Data:
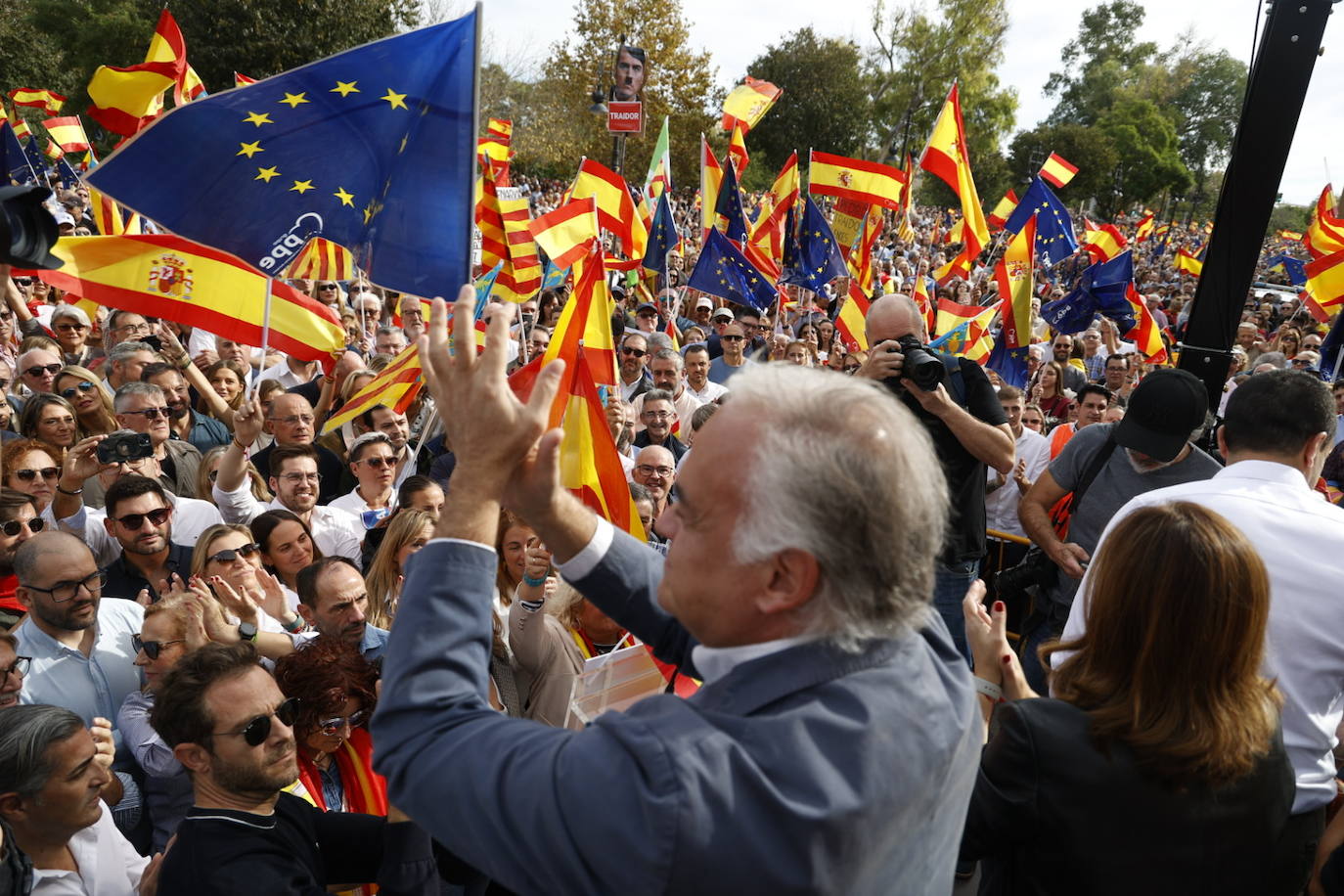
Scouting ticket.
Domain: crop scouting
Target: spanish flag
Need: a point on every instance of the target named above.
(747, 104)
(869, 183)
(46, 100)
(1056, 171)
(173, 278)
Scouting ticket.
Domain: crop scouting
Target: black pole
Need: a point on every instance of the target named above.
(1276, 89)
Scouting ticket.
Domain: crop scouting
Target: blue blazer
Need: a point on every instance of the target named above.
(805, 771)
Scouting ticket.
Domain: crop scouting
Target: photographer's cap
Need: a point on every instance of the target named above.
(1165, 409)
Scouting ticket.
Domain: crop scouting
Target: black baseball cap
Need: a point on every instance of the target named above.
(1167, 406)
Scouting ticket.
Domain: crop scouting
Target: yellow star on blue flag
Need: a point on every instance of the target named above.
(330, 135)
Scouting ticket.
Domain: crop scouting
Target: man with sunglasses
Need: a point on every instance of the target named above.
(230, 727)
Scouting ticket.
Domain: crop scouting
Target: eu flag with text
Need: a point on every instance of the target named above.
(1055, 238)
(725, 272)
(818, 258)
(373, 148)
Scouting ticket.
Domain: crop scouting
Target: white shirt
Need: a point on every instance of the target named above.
--
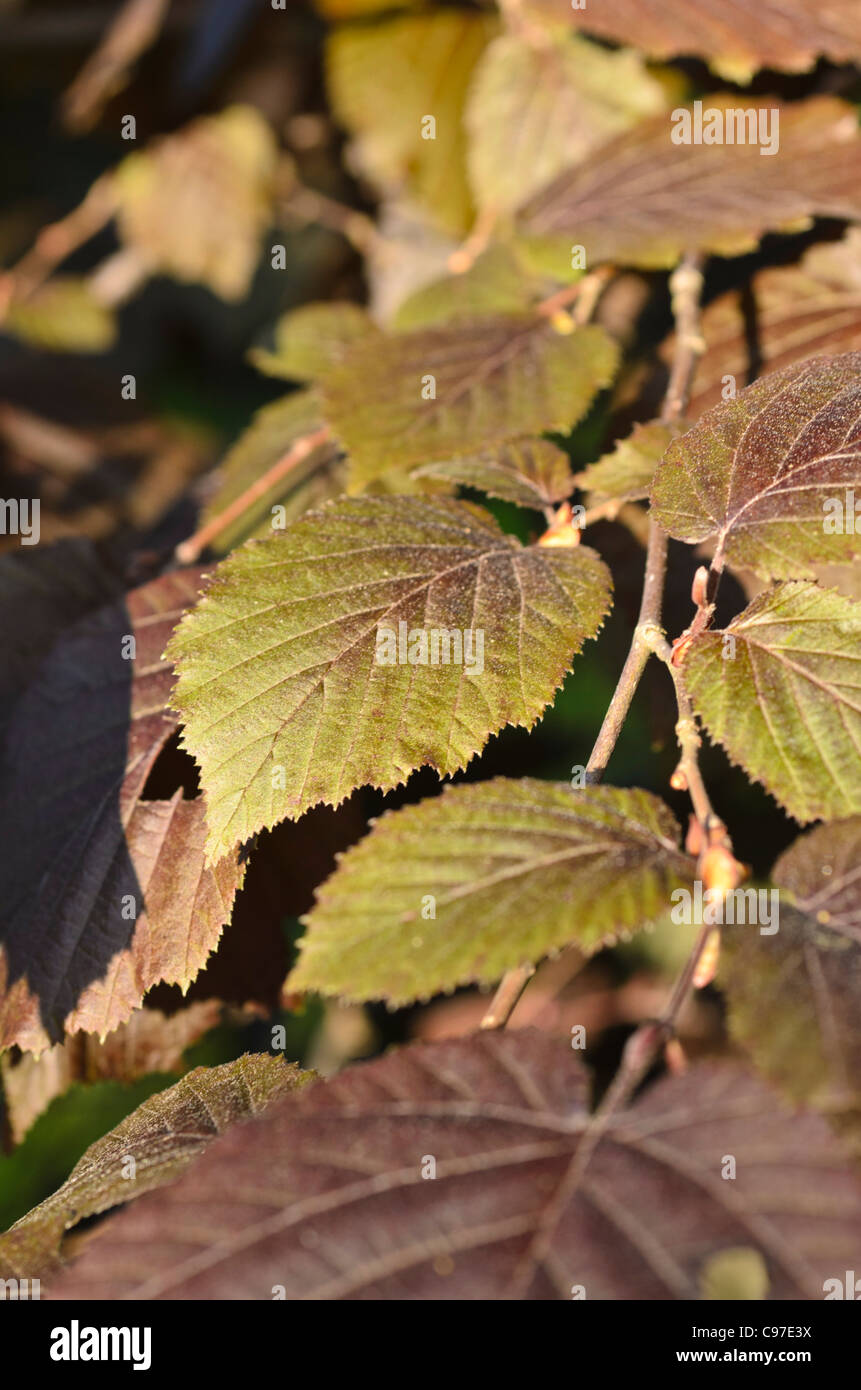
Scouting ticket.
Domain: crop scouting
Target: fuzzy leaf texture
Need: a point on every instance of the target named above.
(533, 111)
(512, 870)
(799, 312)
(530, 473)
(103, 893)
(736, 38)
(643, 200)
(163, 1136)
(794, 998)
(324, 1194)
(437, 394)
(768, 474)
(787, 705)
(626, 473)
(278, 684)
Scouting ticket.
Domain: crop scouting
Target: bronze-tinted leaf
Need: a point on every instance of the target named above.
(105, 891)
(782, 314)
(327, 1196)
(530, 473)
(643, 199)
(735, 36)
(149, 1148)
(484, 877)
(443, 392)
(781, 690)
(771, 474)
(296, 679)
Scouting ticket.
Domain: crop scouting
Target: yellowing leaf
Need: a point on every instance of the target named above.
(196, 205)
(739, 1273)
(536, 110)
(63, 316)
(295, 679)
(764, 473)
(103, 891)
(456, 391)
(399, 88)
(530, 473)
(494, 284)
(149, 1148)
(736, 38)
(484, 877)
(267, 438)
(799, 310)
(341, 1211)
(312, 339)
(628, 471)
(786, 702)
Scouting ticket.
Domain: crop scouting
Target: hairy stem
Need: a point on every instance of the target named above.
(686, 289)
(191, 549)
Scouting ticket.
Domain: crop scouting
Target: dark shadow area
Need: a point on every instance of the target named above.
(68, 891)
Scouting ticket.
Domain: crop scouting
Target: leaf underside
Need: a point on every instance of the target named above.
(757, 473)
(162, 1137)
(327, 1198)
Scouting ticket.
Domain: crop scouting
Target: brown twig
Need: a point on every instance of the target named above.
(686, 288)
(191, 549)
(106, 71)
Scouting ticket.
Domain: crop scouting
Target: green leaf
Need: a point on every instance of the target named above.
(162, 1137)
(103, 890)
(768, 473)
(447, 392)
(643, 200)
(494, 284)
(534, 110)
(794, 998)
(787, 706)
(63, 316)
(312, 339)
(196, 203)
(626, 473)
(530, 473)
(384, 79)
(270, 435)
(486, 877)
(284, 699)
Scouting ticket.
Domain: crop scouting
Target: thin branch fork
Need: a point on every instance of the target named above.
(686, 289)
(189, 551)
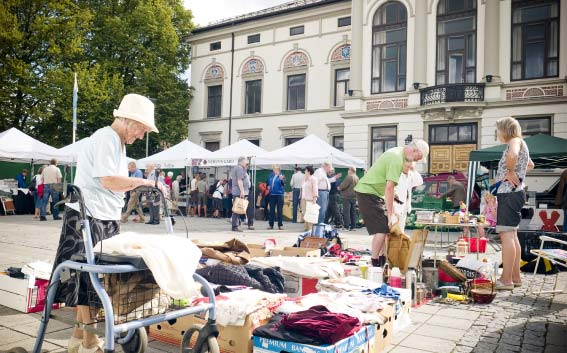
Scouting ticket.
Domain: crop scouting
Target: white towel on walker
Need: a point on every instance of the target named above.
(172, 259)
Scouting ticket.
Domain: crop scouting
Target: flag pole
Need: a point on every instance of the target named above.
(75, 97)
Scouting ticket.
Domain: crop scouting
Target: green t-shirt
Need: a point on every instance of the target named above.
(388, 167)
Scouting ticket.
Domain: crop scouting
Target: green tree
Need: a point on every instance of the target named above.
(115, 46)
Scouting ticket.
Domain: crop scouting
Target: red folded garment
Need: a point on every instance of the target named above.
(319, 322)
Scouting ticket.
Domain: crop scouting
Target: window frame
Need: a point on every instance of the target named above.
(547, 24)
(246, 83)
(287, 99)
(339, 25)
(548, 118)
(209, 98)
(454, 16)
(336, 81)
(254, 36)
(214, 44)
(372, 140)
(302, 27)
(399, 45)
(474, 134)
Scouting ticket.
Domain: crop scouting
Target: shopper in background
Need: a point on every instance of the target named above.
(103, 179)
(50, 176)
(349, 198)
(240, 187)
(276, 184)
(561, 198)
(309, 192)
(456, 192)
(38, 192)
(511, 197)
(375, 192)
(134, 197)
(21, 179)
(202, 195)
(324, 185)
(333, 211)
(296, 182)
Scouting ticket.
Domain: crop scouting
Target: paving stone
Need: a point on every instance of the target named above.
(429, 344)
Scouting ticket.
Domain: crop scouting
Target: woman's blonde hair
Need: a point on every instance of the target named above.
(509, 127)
---
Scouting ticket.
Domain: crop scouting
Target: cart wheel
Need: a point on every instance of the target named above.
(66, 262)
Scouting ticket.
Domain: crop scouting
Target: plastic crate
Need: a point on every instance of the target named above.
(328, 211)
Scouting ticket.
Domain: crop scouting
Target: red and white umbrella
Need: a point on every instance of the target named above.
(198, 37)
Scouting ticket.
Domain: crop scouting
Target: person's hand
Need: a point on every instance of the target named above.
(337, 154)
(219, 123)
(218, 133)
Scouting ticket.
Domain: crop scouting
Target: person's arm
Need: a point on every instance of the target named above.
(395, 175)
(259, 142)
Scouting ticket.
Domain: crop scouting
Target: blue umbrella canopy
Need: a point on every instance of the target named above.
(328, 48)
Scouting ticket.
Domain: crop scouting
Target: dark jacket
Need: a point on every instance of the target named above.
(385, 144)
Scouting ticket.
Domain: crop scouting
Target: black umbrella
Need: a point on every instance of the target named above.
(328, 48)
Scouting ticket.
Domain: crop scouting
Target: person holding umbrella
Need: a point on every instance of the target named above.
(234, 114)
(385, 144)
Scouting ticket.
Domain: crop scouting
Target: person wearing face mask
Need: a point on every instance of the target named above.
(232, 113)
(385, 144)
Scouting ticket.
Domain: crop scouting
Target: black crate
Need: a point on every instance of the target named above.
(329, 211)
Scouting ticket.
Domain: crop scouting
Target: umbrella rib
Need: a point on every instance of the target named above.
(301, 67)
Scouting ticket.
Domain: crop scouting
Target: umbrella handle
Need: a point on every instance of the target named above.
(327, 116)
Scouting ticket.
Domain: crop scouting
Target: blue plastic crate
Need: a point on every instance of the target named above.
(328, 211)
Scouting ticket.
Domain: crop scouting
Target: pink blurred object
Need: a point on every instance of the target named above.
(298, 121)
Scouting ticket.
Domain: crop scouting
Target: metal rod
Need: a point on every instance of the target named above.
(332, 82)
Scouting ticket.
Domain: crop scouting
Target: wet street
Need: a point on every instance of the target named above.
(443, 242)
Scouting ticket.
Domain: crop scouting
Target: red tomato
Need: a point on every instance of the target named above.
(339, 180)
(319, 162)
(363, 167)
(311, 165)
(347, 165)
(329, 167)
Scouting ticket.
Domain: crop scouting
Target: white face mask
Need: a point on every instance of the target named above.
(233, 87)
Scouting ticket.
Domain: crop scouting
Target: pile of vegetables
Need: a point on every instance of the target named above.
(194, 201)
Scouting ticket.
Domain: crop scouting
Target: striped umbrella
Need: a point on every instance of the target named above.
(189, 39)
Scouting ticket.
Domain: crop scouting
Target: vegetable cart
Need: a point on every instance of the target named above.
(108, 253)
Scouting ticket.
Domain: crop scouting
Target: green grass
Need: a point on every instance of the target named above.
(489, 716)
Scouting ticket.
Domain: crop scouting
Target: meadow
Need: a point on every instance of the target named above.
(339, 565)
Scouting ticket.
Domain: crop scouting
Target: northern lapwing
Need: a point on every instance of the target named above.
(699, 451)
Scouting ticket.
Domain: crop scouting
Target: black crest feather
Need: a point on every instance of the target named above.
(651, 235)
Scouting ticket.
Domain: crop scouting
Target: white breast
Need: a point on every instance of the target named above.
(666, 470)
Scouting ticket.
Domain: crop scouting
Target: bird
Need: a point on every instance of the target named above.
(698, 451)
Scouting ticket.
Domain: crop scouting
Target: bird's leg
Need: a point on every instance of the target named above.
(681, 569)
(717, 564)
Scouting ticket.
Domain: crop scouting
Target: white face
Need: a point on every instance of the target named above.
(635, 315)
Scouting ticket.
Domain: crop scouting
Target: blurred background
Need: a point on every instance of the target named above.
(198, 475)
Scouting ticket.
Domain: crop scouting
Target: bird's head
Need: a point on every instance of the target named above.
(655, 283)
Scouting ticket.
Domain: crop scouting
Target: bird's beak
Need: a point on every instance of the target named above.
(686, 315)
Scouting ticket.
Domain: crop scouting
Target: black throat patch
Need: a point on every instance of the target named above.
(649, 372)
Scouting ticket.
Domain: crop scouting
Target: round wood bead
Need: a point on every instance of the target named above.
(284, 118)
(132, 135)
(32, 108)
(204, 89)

What this task involves: How many lines in the records contain the word "blue", matching case exactly? Reply with the number alone.

Written answer: 4